START Document passage
Familicide of the Anderson family in 2007

The Carnation murders were a mass murder that occurred on December 24, 2007, near Carnation, Washington, United States, a small rural town 25 mi east of Seattle. The murders took place in the home of Wayne Scott Anderson and Judy Anderson. Six people, comprising three generations of the Anderson family, were killed.

==Victims==
Six people were killed:
- Wayne Scott Anderson, 60, a Boeing Tool Engineering Manager and husband of Judy Anderson
- Judy Anderson, 61, a postal worker, and wife of Wayne Scott Anderson
- Scott Anderson, 32, son of Wayne and Judy
- Erica Mantle Anderson, 32, wife of Scott
- Olivia Anderson, 5, daughter of Scott and Erica
- Nathan Anderson, 3, son of Scott and Erica

==Crime==
According to testimony, Joseph Thomas McEnroe and Michele Kristen Anderson armed themselves and drove their pickup to the home of her parents, Wayne and Judy Anderson, on the afternoon of December 24, 2007.

Once inside, McEnroe distracted Judy Anderson, who was wrapping Christmas gifts, while Michele attempted to shoot her father. Michele's gun jammed, so McEnroe killed Wayne and then Judy Anderson.

The two then dragged the bodies outside and carefully cleaned the home and waited for Michele Anderson's older brother, Scott, his wife, Erica, both 32, and their two young children to arrive.
END Document passage
START Information given
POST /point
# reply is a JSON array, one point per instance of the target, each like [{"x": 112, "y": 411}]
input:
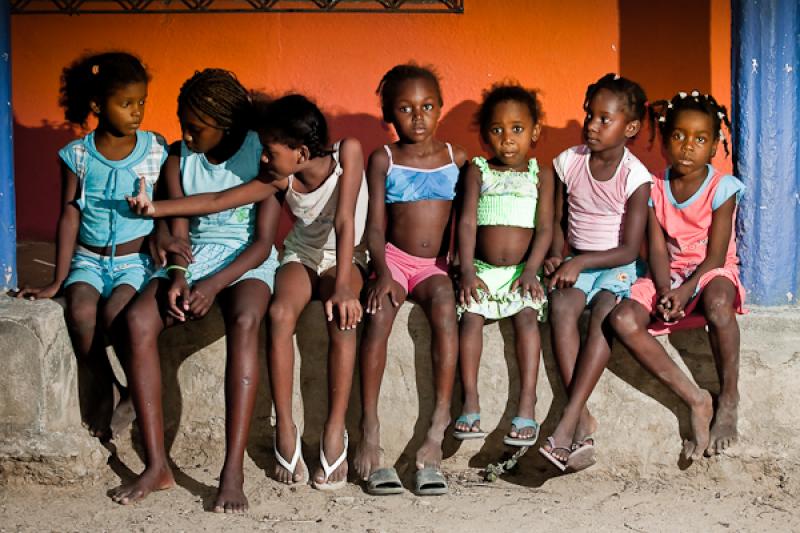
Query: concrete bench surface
[{"x": 641, "y": 422}]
END Information given
* **Exercise 1**: In the passage on the Carnation murders, what was Judy Anderson doing when McEnroe distracted her?
* **Exercise 2**: Pick up the passage on the Carnation murders after its final sentence and continue it.

* **Response box 1**: She was wrapping Christmas gifts.

* **Response box 2**:
Once the family arrived, Michele Anderson shot her brother several times, killing him. McEnroe and Anderson shot Erica Anderson. Wounded, she managed to get to the home's cordless phone and dialed 9-1-1. The connection only lasted a few seconds and dispatchers heard what sounded to them like people arguing at a party. McEnroe was able to grab the phone from her, tore the batteries out of the receiver, and smashed it on the floor. McEnroe delivered the fatal shot to Erica, and he then shot and killed the children, 5-year-old Olivia and 3-year-old Nathan, at the request of Anderson because they didn't want witnesses and said the children would be scarred for life having seen their parents killed. All 6 victims were shot in the head. The pair had fired a combined total of 16 shots. Police were dispatched to the scene in response to the 9-1-1 call, but the gate to the property was locked and the officers decided not to investigate further. The gate was only locked because Michele Anderson had run out to lock it after she realized Erica's 9-1-1 call went through.

The bodies were discovered two days later, on December 26, when Judy's best friend and co-worker Linda Thiele went to the home to see why she was absent from work. She looked in the window and saw bodies on the floor, so she called 9-1-1. She initially thought she was looking at the bodies of Wayne and Judy, but they turned out to be Scott's and Erica's bodies. While King County detectives were at the property in response to Thiele's 9-1-1 call, McEnroe and Michele Anderson drove up and were brought in for questioning. Eventually, both of them admitted to the murders and were arrested.

Prosecutors told jurors the motive for the killings was money. Anderson alleged her brother owed her money and she believed that she had been slighted and mistreated by her parents and brother.

==Arrests==
Arrested and indicted as the perpetrators of the killings were Michele Kristen Anderson (who was unemployed) and her boyfriend, Joseph Thomas McEnroe (a Target employee), both aged 29. They were each charged with six counts of first-degree murder. Michele is the younger sister of Scott and the youngest child of Wayne and Judy.

The suspects waived their right to appear in court. Police say they confessed to the killings.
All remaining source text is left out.